**What the task asks**
Below are records to return verbatim; the pictures are to be dropped.
*** Opening The data ***
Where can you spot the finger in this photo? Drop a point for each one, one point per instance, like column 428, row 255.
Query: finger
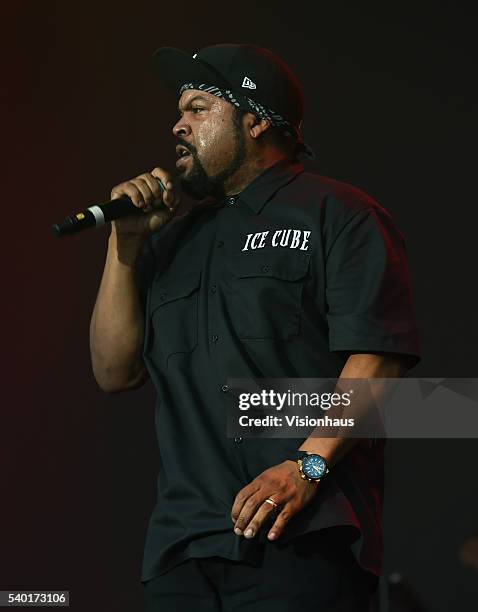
column 248, row 511
column 281, row 521
column 145, row 190
column 242, row 497
column 129, row 189
column 153, row 184
column 264, row 511
column 169, row 196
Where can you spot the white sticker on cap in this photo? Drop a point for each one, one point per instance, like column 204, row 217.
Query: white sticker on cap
column 248, row 83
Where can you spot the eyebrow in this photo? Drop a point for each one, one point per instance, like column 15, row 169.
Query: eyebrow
column 191, row 100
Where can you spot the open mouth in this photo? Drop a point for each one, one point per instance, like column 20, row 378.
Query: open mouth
column 182, row 151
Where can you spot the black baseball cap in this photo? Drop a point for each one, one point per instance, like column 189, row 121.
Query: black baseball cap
column 248, row 76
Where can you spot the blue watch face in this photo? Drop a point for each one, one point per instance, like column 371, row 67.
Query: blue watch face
column 313, row 466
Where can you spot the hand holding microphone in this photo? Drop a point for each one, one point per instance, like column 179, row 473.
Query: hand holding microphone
column 138, row 207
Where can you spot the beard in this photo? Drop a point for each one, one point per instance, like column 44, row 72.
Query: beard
column 198, row 184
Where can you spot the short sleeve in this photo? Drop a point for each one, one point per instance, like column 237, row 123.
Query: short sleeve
column 368, row 289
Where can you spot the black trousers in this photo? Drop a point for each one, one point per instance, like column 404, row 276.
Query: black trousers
column 305, row 573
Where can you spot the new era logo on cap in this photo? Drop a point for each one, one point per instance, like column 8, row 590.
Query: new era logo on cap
column 248, row 83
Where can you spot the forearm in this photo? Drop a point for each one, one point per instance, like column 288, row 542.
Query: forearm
column 117, row 322
column 357, row 366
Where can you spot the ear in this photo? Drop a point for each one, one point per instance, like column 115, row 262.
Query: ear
column 256, row 126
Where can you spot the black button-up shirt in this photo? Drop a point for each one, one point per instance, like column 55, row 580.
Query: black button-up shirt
column 285, row 279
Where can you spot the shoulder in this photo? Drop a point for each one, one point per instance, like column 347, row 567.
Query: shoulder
column 335, row 202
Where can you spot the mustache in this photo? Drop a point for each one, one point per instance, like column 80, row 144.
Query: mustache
column 190, row 147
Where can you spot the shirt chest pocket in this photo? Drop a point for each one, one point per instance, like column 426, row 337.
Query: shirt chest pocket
column 173, row 324
column 266, row 293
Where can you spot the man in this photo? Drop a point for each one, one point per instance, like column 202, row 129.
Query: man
column 275, row 273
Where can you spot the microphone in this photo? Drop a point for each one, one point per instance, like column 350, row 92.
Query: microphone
column 99, row 214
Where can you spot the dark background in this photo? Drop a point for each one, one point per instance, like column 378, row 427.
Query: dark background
column 390, row 100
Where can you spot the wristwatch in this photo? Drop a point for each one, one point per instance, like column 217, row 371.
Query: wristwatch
column 312, row 467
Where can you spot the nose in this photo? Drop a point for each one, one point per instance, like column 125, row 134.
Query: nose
column 181, row 128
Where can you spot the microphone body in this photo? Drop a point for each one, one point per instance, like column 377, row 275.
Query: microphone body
column 97, row 215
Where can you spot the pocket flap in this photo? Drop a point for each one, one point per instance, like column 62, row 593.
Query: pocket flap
column 172, row 289
column 285, row 265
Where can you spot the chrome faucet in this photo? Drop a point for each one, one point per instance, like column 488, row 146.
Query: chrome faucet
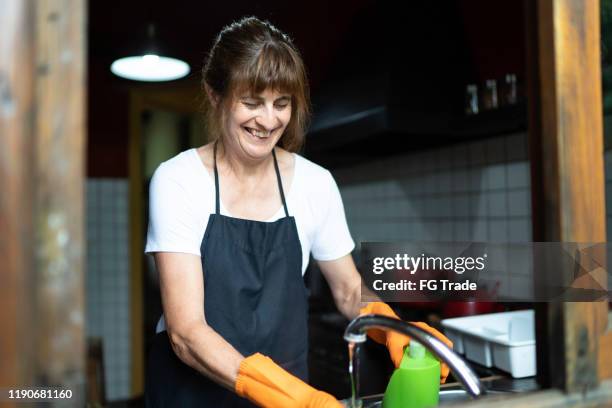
column 356, row 333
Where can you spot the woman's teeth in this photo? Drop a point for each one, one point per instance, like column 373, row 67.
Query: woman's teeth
column 257, row 133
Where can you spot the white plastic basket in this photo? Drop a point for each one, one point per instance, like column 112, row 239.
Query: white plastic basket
column 503, row 340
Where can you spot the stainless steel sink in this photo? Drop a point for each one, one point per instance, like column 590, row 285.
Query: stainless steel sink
column 446, row 397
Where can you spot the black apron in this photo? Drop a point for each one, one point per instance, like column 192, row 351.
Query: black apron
column 254, row 297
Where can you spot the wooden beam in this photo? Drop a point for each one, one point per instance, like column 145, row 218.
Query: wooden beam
column 568, row 190
column 16, row 240
column 42, row 121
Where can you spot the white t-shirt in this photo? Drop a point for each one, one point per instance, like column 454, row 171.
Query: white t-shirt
column 182, row 197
*** Closing The data ***
**Result for this task**
Where can you spot the finger in this photo? Drop a point for each one, one point per instance, like column 428, row 255.
Query: finger
column 248, row 511
column 281, row 521
column 145, row 190
column 242, row 497
column 129, row 189
column 153, row 184
column 264, row 511
column 169, row 196
Where can you spot the white sticker on cap in this photo? Drop a point for each one, one point per instance, like column 204, row 217.
Query: white sticker on cap
column 248, row 83
Where can you spot the eyebrow in this photo? Drop a point for each one, one point per instance, like column 15, row 169.
Query: eyebrow
column 191, row 100
Where can you spot the open mouth in this photo? Drop a point for each one, one point per instance, like column 20, row 378.
Query: open mouth
column 182, row 151
Where can you spot the black baseball cap in this photo? Drop a point for each one, one point per instance, like column 189, row 121.
Query: black baseball cap
column 248, row 76
Where can you spot the blue watch face in this photo? Drop a point for each one, one point per instance, like column 371, row 67.
Query: blue watch face
column 313, row 466
Where can you spot the hand holding microphone in this photo? Drop a point for each one, one point per instance, like column 179, row 473.
Query: hand holding microphone
column 138, row 207
Where can you spot the beard in this photo? Drop a point for each one, one point per instance, like column 44, row 72.
Query: beard
column 198, row 184
Where can you spot the short sleeve in this photo? Drop a point for each one, one point per instance, like column 237, row 123.
Query: short sleeve
column 368, row 289
Where can you spot the black trousers in this photo? Drop a point for each one, one point per instance, like column 404, row 276.
Query: black trousers
column 305, row 573
Where can you spot the new era logo on cap in this photo? Drop a point for each one, one point per instance, like column 8, row 590.
Query: new era logo on cap
column 248, row 83
Where can you spot the forearm in this photo? Drop a point for each one, one point per instance, like column 288, row 542.
Query: forearm
column 117, row 322
column 357, row 366
Where can you spot the ear in this photo? Drop a point for each one, one point per instance, like column 115, row 262.
Query: ear
column 256, row 126
Where can you spot the black button-up shirt in this photo? Drop a point for each one, one point per instance, like column 55, row 580.
Query: black button-up shirt
column 285, row 279
Where can you spot the shoulder in this photo? Drop a point for each one, one point per instance, like column 347, row 567.
Query: shoulder
column 335, row 202
Where can you spot the mustache in this photo? Drop a point for each one, one point per instance, like column 80, row 144.
Query: mustache
column 190, row 147
Where can you spot the shirt chest pocket in this photo? Drop a point for each one, one point per instance, like column 426, row 337.
Query: shirt chest pocket
column 173, row 324
column 266, row 293
Where can you spot the man in this photo? Drop a point for each one, one point per instance, like column 202, row 129.
Query: man
column 275, row 273
Where can you spot the microphone in this photo? Drop a point for each one, one point per instance, like column 350, row 92.
Query: microphone
column 99, row 214
Where can you spot the dark background in this photo? Drop a point for each one, one point per instance, like column 378, row 427.
Query: dark background
column 390, row 100
Where can you spot the wristwatch in this photo? Drop a point for each one, one point per instance, like column 217, row 371.
Query: wristwatch
column 312, row 467
Where can you spot the nose in this photo? Drop a point for each one, one point per instance, like column 125, row 134.
Query: nose
column 181, row 128
Where can you spot the microphone body in this photo? Drop a point for each one, one point per instance, like column 377, row 275.
Query: microphone body
column 97, row 215
Where can you spot the pocket flap in this photo? Drop a point for each one, one point per instance, like column 62, row 593.
Query: pocket flap
column 172, row 289
column 285, row 265
Where can you spot the chrome faucet in this photo? Drop a point for each one, one point per instance, like column 488, row 146.
Query: chrome faucet
column 356, row 333
Where can you spot the woman's teeth in this photo? Drop a point for each one, one point per instance, like column 373, row 67.
Query: woman's teeth
column 257, row 133
Where can you spot the white plastic basket in this photo? Drop a point for each one, one point per instance, like column 112, row 239.
Query: white plastic basket
column 503, row 340
Where can you spot the stainless steel sink in this photo? Drop a point for each one, one point per instance, like column 590, row 285.
Query: stainless steel sink
column 446, row 397
Where can you spot the black apron in this photo? Drop a point for each one, one point per instance, like column 192, row 351.
Query: black apron
column 254, row 297
Where can you spot the wooden beam in this photo? Drop a point for each one, one point per instance, like column 145, row 218.
Query: wooden beam
column 568, row 190
column 16, row 240
column 42, row 121
Where can you spot the white t-shirt in this photo? Drop a point for each one, one point per instance, like column 454, row 171.
Query: white t-shirt
column 182, row 197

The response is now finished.